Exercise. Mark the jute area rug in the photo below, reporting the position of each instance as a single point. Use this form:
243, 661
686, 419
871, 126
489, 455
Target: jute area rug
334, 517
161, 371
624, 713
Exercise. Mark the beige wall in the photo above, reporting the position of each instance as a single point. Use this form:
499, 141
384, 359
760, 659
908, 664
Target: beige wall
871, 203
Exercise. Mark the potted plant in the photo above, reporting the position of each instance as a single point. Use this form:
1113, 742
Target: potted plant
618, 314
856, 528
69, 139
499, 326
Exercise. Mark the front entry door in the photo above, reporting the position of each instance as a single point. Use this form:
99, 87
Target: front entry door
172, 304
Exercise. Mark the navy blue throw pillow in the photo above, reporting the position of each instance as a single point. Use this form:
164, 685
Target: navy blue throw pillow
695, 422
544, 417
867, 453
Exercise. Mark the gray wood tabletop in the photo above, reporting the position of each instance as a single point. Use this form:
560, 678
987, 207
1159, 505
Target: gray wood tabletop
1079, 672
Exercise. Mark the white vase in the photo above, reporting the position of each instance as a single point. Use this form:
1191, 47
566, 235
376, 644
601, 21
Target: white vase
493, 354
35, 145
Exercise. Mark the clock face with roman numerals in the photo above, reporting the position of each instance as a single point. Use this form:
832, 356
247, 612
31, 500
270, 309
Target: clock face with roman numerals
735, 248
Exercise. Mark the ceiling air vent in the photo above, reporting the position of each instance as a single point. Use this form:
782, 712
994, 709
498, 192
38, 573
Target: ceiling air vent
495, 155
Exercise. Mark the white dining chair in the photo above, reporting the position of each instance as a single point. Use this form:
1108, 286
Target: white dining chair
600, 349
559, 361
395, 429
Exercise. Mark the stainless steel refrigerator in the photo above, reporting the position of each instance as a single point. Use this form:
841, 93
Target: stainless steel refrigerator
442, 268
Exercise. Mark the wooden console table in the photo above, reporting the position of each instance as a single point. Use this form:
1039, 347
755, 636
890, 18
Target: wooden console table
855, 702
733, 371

- [Prompt] Print out all the material above, unaltered.

- [Answer for the task]
Exercise. Mark the jute area rug in the photo below, reporting the position of each instance as a single point. Use this form:
243, 661
686, 419
871, 126
489, 455
Target: jute area rug
334, 517
161, 371
624, 713
Exercise. Mark the beige wall in the photo above, reporting the position of each instance as a single point. Use this form:
499, 141
384, 359
760, 659
908, 664
Target: beige wall
871, 203
Exercise. Mark the potted plant in the photo above, reporting the position of each instance as a single point. Use this form:
1113, 742
Target: potted plant
618, 314
856, 528
69, 139
499, 326
Exercise. Mark the front entry door in the photo above, reporting the position of each instance as a single point. Use this form:
99, 87
Target: front entry door
172, 304
Exercise. Mark the navy blue throw pillow in the photo above, reporting the position of each instance as a single point. Use this form:
164, 685
Target: navy blue throw pillow
695, 422
544, 417
867, 453
Exercise. Mark the gray wood tabletop in the photo above, reporting the position of each instance as a single point. Use this form:
560, 678
987, 207
1159, 505
Target: gray wood tabletop
1079, 672
Exercise. Mark the white vase in the photo above, reporting the position of each instance as a single point. Use this form:
1191, 47
566, 235
376, 644
601, 21
Target: white vase
493, 354
35, 145
Exercise. Mark the clock face with roman numerals in the photo above, reporting the position of each instance as a single point. Use this form:
832, 356
247, 612
31, 500
270, 309
Target: clock face with roman numerals
735, 248
Exercise. Mark the ceiling air vent in the photo above, reporting the position of each instance as a single point. Use this form:
782, 712
994, 709
498, 192
38, 573
Target: ceiling air vent
495, 155
Exercise. Mark the white dining chair in the photo above, reporting the position of each instance as a single point. Use this form:
1108, 286
Target: white dining chair
600, 349
559, 361
395, 429
Exercise. Mark the stainless steel refrigerator in the photo above, reporting the position of each instance as a single point. Use this form:
841, 93
Target: stainless steel refrigerator
442, 268
Exercise. Mark the wooden console table in the photo above, reporting the position of each instance as a single point. Use this form:
1039, 347
755, 636
890, 18
Target: wooden console table
855, 702
733, 371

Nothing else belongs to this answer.